** BEGIN Material for this exercise **

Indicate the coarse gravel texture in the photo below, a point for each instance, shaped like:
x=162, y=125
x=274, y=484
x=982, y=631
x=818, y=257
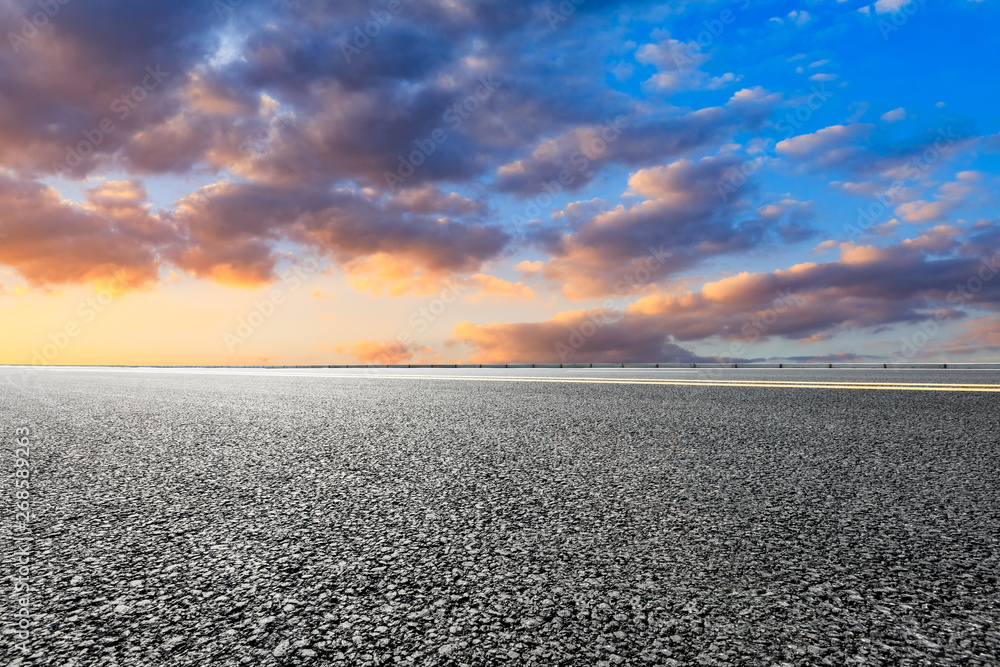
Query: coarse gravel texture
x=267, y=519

** END Material for this exercise **
** BEGIN Material for this exercise **

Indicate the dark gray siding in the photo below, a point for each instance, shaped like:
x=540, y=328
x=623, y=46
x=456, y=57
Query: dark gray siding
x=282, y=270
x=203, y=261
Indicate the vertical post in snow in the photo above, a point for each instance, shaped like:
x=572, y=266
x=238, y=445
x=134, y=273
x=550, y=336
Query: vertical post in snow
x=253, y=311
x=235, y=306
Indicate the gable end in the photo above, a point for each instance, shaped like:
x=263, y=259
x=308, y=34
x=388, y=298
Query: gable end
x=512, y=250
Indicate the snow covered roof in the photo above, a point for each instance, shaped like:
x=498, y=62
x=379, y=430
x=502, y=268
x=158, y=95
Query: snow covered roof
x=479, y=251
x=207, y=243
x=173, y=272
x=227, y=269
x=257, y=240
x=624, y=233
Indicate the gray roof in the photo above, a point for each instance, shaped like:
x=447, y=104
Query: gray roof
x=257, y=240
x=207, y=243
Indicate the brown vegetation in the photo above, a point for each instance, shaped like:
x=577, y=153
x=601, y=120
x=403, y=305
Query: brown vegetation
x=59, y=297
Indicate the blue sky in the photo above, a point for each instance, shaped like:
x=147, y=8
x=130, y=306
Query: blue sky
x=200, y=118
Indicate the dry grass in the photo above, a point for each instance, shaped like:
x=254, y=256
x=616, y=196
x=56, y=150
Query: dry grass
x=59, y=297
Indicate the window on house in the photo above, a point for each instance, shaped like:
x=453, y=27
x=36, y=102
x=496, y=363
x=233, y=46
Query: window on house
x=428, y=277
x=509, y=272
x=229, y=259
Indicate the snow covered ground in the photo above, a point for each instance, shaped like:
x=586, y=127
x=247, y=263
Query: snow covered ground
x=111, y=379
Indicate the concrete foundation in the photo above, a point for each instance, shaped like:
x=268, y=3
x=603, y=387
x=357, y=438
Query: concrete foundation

** END Material for this exercise **

**Problem statement**: Turn only the following lines into a numbered list, leaving out any blank lines: begin at the line that contains "Indicate the window" and stop after the line that contains "Query: concrete foundation".

**Solution for this task**:
1. Indicate the window on house in the photo above, a point for each instance, shaped like:
2. x=453, y=27
3. x=36, y=102
4. x=496, y=363
5. x=233, y=46
6. Query: window on house
7. x=428, y=277
8. x=509, y=272
9. x=229, y=259
10. Indicate the snow covered ground in the photo above, a point for each instance, shaped like:
11. x=586, y=127
12. x=247, y=263
13. Query: snow covered ground
14. x=111, y=379
15. Indicate the concrete foundation in the photo above, a point for each instance, shaped like:
16. x=268, y=3
17. x=603, y=387
18. x=357, y=438
19. Query: concrete foundation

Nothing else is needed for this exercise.